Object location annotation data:
* * *

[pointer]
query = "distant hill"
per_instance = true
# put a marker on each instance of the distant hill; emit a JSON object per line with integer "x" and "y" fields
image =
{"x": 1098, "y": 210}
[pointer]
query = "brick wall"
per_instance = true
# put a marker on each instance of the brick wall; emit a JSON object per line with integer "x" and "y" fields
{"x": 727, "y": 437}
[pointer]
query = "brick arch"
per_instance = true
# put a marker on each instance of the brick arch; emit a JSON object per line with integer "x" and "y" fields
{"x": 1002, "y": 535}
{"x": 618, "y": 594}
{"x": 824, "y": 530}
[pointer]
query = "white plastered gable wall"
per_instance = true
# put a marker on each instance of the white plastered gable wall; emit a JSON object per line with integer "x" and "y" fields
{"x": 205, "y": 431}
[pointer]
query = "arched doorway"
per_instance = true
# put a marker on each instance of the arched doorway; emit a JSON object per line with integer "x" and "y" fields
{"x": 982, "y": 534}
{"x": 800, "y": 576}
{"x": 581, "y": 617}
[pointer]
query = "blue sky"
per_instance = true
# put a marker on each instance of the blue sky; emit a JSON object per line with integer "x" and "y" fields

* * *

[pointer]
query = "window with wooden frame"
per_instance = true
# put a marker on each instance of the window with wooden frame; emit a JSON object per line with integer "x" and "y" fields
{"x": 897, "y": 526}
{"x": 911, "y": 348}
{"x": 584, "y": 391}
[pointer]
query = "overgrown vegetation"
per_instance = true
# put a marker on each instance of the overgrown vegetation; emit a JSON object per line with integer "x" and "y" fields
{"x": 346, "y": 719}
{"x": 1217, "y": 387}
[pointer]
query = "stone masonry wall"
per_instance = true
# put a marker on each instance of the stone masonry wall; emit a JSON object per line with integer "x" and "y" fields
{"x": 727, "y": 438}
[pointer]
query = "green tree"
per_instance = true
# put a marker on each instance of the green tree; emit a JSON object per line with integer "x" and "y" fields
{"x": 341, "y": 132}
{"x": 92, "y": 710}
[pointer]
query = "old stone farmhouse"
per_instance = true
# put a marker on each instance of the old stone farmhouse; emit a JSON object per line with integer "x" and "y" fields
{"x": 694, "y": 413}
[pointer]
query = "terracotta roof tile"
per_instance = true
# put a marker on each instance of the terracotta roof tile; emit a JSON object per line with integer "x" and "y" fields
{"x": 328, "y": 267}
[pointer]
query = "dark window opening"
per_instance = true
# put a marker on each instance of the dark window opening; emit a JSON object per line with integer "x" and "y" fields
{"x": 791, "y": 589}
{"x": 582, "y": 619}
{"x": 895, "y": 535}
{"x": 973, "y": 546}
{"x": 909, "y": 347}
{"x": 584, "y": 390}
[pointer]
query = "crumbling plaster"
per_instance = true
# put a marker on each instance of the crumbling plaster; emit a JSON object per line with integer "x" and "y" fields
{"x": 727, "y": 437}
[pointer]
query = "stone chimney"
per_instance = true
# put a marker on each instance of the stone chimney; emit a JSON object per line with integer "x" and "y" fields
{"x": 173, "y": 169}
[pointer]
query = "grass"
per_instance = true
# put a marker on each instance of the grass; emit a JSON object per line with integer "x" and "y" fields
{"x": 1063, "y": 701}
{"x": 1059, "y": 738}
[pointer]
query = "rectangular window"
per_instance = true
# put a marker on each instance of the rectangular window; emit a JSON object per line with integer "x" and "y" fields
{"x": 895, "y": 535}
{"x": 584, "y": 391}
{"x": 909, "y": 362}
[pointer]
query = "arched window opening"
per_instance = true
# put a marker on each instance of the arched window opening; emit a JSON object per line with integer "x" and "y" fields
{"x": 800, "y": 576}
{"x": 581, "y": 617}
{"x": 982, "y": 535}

* * *

YOUR OBJECTIVE: Show each line of the data above that contains the word "white". The match is case-sensitive.

RESULT FOR THIS TASK:
query = "white plastered gable wall"
# put a marker on each instance of the white plastered gable wall; emit a JSON object per line with integer "x" and "y" fields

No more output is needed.